Work required.
Print exactly the lines below between the line holding "Target: man in dark jacket" and the line holding "Target: yellow safety vest", inclusive, and nothing more.

Data extracts.
########

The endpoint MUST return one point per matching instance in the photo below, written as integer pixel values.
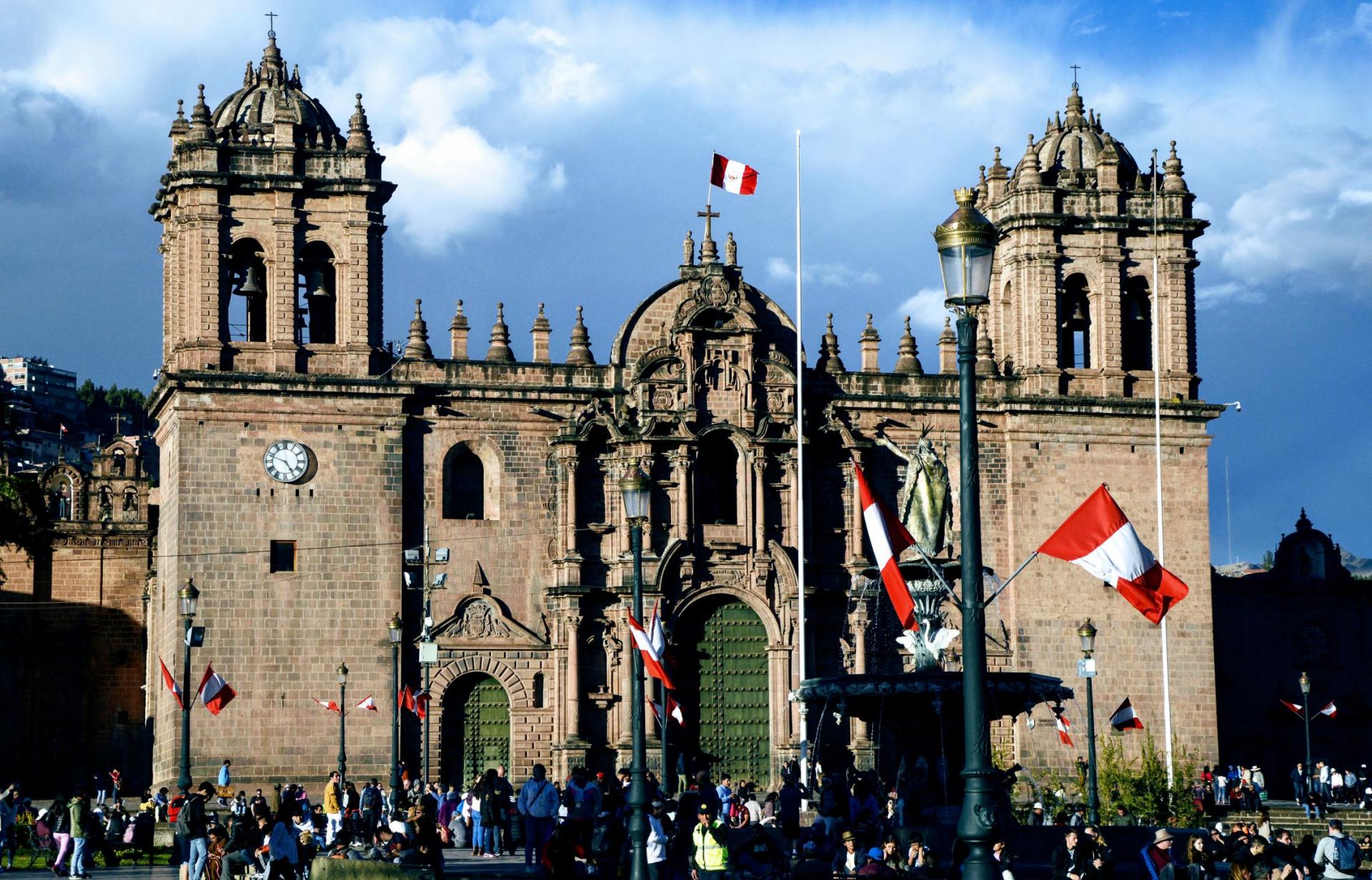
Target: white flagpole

########

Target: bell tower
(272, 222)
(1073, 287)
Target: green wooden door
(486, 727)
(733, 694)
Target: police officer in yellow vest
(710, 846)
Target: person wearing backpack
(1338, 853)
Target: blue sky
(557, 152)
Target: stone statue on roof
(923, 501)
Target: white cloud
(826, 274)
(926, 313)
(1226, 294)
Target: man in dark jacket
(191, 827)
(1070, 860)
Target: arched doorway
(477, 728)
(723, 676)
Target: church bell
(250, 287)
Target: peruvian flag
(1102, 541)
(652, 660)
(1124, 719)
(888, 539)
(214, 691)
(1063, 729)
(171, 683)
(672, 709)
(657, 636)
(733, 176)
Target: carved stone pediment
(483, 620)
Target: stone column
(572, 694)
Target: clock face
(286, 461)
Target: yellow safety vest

########

Reply.
Target: man in dark jacket
(191, 827)
(1070, 860)
Target: arched doorway
(477, 728)
(723, 676)
Target: church bell
(250, 287)
Target: peruvian flag
(1102, 541)
(652, 660)
(1124, 719)
(888, 539)
(214, 691)
(1063, 729)
(171, 683)
(672, 709)
(657, 636)
(733, 176)
Target: carved stone pediment
(483, 620)
Target: stone column
(572, 694)
Target: clock face
(286, 461)
Target: yellow safety vest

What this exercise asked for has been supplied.